_Given exercise_
Repeat verbatim the lines of the data below, beginning with the line containing "Put one marker on each instance of the woman" and continuing to the end.

* start *

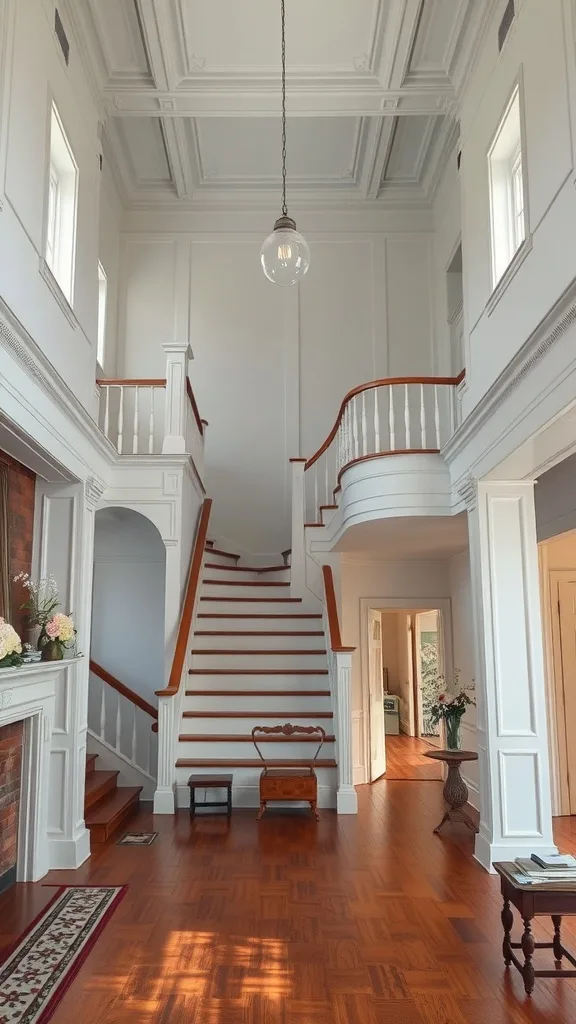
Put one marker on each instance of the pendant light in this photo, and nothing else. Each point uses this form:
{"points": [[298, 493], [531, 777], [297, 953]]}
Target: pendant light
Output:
{"points": [[285, 254]]}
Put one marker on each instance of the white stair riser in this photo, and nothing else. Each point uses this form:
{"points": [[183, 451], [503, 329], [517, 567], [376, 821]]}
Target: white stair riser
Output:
{"points": [[272, 704], [303, 752], [240, 574], [245, 791], [251, 660], [224, 590], [261, 643], [260, 606], [258, 625]]}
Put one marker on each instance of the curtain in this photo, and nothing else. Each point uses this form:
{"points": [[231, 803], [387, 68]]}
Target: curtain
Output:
{"points": [[5, 587]]}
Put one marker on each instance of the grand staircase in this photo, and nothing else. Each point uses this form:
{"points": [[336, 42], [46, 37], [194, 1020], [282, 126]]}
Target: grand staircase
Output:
{"points": [[258, 658]]}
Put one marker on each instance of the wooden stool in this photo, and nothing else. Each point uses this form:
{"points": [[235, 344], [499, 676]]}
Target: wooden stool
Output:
{"points": [[210, 782], [289, 783]]}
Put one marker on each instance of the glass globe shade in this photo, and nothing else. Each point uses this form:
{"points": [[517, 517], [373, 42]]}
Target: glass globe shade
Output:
{"points": [[285, 254]]}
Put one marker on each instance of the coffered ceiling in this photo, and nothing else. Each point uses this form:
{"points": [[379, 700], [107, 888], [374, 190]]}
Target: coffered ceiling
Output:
{"points": [[191, 96]]}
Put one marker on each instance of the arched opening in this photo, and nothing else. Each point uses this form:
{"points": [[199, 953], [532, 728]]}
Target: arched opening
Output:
{"points": [[128, 607]]}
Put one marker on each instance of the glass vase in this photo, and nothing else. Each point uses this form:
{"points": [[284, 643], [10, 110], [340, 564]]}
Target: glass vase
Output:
{"points": [[453, 741]]}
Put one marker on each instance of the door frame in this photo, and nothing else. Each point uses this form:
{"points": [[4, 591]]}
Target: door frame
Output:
{"points": [[444, 604]]}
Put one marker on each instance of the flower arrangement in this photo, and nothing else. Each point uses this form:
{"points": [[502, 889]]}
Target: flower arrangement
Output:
{"points": [[42, 598], [450, 705], [10, 646]]}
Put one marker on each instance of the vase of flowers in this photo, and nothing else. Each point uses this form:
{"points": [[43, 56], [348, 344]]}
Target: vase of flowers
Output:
{"points": [[10, 646], [57, 634], [450, 705], [41, 602]]}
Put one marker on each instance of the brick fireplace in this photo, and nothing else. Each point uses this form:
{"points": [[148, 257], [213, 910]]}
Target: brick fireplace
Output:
{"points": [[11, 742]]}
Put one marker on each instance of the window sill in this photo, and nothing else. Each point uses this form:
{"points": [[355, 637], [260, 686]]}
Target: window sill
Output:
{"points": [[508, 274], [56, 291]]}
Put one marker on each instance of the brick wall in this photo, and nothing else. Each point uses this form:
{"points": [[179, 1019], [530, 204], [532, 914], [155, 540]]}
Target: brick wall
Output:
{"points": [[11, 739], [22, 488]]}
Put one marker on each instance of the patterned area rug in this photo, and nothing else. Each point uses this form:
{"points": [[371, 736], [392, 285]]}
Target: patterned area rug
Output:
{"points": [[135, 839], [37, 971]]}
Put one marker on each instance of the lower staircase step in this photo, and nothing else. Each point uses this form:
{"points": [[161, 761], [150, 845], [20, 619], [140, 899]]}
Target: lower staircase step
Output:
{"points": [[109, 814], [251, 763]]}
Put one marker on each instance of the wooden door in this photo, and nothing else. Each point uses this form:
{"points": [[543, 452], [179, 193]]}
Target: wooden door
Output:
{"points": [[567, 613], [376, 690]]}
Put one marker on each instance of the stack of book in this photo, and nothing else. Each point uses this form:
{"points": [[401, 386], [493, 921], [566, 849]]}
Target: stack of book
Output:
{"points": [[556, 870]]}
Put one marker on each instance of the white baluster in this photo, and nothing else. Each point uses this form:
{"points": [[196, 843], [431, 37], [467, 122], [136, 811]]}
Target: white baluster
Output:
{"points": [[120, 420], [151, 427], [107, 413], [437, 416], [103, 709], [135, 435], [118, 722]]}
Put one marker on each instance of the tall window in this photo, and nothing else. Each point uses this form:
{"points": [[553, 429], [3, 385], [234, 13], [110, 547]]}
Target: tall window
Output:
{"points": [[507, 189], [60, 218], [103, 294]]}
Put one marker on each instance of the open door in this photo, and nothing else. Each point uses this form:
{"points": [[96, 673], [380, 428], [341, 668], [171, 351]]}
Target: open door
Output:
{"points": [[376, 688]]}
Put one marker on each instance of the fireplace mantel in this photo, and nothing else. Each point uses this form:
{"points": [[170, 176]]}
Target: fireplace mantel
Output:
{"points": [[48, 697]]}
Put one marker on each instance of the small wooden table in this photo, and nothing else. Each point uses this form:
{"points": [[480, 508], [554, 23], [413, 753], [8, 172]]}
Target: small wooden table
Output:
{"points": [[533, 901], [455, 790], [210, 782]]}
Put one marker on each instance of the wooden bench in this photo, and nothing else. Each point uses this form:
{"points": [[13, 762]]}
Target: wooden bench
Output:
{"points": [[297, 782]]}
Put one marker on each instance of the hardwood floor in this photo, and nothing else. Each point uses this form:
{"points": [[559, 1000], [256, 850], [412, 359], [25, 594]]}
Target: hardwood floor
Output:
{"points": [[367, 920]]}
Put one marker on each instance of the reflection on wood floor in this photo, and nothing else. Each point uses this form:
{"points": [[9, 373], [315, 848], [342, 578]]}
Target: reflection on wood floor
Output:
{"points": [[367, 920], [405, 760]]}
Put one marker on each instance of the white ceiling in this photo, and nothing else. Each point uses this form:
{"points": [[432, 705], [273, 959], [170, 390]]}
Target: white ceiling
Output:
{"points": [[190, 91]]}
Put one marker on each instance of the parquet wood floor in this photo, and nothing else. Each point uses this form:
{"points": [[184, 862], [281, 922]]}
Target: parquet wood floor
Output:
{"points": [[367, 920]]}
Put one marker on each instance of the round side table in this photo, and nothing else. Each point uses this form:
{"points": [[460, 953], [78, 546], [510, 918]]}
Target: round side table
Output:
{"points": [[455, 790]]}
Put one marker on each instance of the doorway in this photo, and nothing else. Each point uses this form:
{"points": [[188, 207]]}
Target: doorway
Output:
{"points": [[405, 648]]}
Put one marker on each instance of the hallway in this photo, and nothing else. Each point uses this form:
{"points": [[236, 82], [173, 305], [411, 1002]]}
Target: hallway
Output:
{"points": [[354, 921]]}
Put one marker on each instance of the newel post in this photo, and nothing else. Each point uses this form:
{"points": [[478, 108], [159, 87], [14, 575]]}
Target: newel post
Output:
{"points": [[297, 557], [346, 799], [177, 358]]}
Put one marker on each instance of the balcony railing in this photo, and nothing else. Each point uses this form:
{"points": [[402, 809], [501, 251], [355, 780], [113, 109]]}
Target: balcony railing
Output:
{"points": [[157, 416]]}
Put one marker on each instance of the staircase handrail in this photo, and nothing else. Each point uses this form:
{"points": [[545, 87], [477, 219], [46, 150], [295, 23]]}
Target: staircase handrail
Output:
{"points": [[124, 690], [382, 382], [189, 604]]}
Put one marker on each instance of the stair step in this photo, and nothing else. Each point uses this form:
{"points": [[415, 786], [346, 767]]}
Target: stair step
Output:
{"points": [[109, 814], [98, 784], [257, 693], [234, 737], [252, 763], [286, 715], [257, 672]]}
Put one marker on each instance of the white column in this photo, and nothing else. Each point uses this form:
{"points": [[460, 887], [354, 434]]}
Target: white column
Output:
{"points": [[297, 557], [177, 357], [346, 799], [515, 783]]}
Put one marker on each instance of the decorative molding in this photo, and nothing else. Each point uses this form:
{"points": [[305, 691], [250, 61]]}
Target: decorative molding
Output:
{"points": [[56, 291]]}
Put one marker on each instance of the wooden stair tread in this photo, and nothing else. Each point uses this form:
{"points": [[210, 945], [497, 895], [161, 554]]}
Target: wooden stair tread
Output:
{"points": [[108, 814], [234, 738], [245, 583], [251, 763], [286, 715], [256, 650], [258, 633], [257, 693], [257, 672], [98, 784]]}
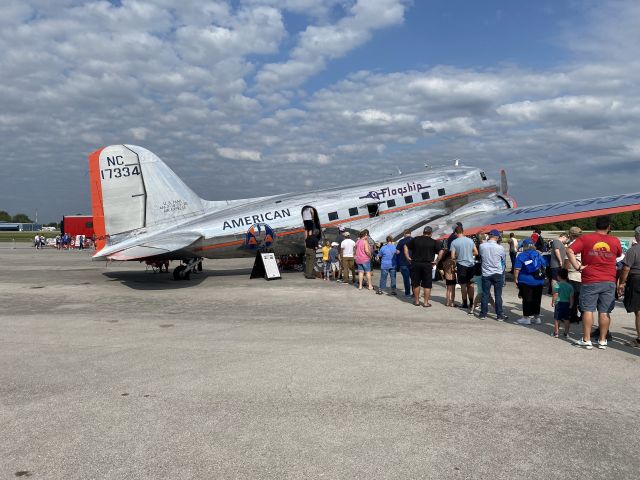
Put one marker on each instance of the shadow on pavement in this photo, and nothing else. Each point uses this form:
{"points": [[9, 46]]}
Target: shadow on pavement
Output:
{"points": [[147, 280]]}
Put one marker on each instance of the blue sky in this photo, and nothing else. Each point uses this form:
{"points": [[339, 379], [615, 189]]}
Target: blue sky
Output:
{"points": [[231, 94]]}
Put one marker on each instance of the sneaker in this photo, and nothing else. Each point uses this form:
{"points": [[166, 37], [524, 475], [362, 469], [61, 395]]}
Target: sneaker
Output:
{"points": [[581, 343]]}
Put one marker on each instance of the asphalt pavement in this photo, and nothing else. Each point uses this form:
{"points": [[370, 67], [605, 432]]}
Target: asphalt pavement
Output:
{"points": [[110, 371]]}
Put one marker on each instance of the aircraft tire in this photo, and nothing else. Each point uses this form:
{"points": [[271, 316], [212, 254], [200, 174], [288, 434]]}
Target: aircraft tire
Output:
{"points": [[178, 272]]}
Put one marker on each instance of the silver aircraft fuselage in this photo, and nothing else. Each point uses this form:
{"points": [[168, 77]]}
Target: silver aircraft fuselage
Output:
{"points": [[408, 201]]}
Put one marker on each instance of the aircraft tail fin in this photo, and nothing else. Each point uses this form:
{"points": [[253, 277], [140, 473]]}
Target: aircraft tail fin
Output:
{"points": [[131, 188], [504, 186]]}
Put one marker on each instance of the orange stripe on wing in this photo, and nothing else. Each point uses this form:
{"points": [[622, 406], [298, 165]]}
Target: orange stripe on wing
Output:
{"points": [[97, 206], [553, 219]]}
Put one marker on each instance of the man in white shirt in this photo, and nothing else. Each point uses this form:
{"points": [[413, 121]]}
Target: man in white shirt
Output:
{"points": [[493, 264], [347, 248]]}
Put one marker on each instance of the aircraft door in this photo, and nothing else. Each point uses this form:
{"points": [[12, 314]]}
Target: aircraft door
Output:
{"points": [[374, 209], [311, 220]]}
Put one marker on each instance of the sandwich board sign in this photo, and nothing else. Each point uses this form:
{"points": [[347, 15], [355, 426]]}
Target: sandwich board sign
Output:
{"points": [[265, 266]]}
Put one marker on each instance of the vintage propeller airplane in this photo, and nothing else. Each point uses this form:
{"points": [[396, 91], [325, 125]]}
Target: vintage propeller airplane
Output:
{"points": [[143, 211]]}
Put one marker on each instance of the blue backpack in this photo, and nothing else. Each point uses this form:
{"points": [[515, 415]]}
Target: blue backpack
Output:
{"points": [[536, 267]]}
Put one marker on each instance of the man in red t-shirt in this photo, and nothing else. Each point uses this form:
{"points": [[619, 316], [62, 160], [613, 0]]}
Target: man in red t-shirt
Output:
{"points": [[599, 251]]}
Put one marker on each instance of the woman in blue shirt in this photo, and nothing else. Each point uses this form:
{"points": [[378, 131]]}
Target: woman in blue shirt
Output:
{"points": [[528, 262], [387, 256]]}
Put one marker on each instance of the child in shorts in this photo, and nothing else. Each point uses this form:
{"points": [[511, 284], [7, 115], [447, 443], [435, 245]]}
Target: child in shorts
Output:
{"points": [[477, 279], [562, 301], [325, 260], [334, 259], [449, 274]]}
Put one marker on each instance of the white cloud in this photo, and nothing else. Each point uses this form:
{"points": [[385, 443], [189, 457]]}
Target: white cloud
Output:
{"points": [[462, 125], [200, 84], [239, 154], [320, 43]]}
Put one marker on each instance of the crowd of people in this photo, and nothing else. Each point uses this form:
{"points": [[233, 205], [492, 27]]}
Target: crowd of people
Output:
{"points": [[63, 242], [585, 273]]}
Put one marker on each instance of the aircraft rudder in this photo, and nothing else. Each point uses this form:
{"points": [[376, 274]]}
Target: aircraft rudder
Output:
{"points": [[97, 208]]}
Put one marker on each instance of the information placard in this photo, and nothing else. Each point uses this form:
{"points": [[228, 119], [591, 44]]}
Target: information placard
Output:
{"points": [[265, 266], [271, 269]]}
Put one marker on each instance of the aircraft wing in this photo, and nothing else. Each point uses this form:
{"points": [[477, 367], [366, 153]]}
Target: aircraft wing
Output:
{"points": [[151, 246], [511, 219]]}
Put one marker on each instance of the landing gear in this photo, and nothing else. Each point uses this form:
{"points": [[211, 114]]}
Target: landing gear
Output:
{"points": [[180, 274], [183, 272]]}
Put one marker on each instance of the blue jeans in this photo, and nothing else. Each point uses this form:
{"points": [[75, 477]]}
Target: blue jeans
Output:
{"points": [[383, 277], [496, 281], [406, 278]]}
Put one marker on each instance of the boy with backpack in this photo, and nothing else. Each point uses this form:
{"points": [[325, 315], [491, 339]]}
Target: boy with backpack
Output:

* end *

_Solution below_
Put one marker on each instance of the woman in blue shirt in this photo, and nothing else. Each point uses this form:
{"points": [[378, 131]]}
Target: woman in blue shirt
Output:
{"points": [[528, 262], [387, 256]]}
Put one marker on each instance of the child in shorts in this photo, and nothing else. Each point uses this form:
{"points": [[511, 284], [7, 115], [447, 443], [435, 245]]}
Target: child in shorts
Output:
{"points": [[477, 279], [562, 301], [325, 260], [334, 259], [449, 274]]}
Put one marker on each instance of the white cloud in this photo, and nothing else. Each point uses this form:
{"points": [[385, 443], [189, 457]]}
Target: white cloud
Output:
{"points": [[462, 125], [200, 84], [239, 154], [320, 43]]}
Put one marker on each instance of the crowd of people in this photo, and nothing else. Each point uses this form:
{"points": [[233, 205], [492, 27]]}
Target: crowd of people
Output:
{"points": [[63, 242], [585, 273]]}
Put one marker on each instance of the aircraft rudder in this photo, and nothing else. Each point uses this form:
{"points": [[376, 274]]}
Target: aircraft rudder
Output:
{"points": [[97, 208]]}
Put one marker on each instance of the information placard in this photo, and nothing else. Each point uses this form:
{"points": [[228, 119], [591, 44]]}
Target: information placard
Output:
{"points": [[265, 266], [271, 269]]}
Put one marker on each instance of the aircraft wing in this photo, and nothing else. Each point uses this form:
{"points": [[477, 367], [366, 153]]}
Target: aircraft wing
Output:
{"points": [[151, 246], [511, 219]]}
Put one marker on each instance of the landing gear in this photo, and nothing else. Each point uses this form:
{"points": [[211, 114]]}
Target: landing gear
Output:
{"points": [[180, 274], [183, 272]]}
Put one marker on each instance of the blue jeans in this photo, and nothing else. Each point uses this form:
{"points": [[75, 477]]}
Target: blue jeans
Output:
{"points": [[383, 277], [496, 281], [406, 278]]}
Put one marker on each instance of the boy with backpack in this photo, and nothing else. Each point uses this form:
{"points": [[325, 315], [491, 339]]}
Target: boy with backpack
Output:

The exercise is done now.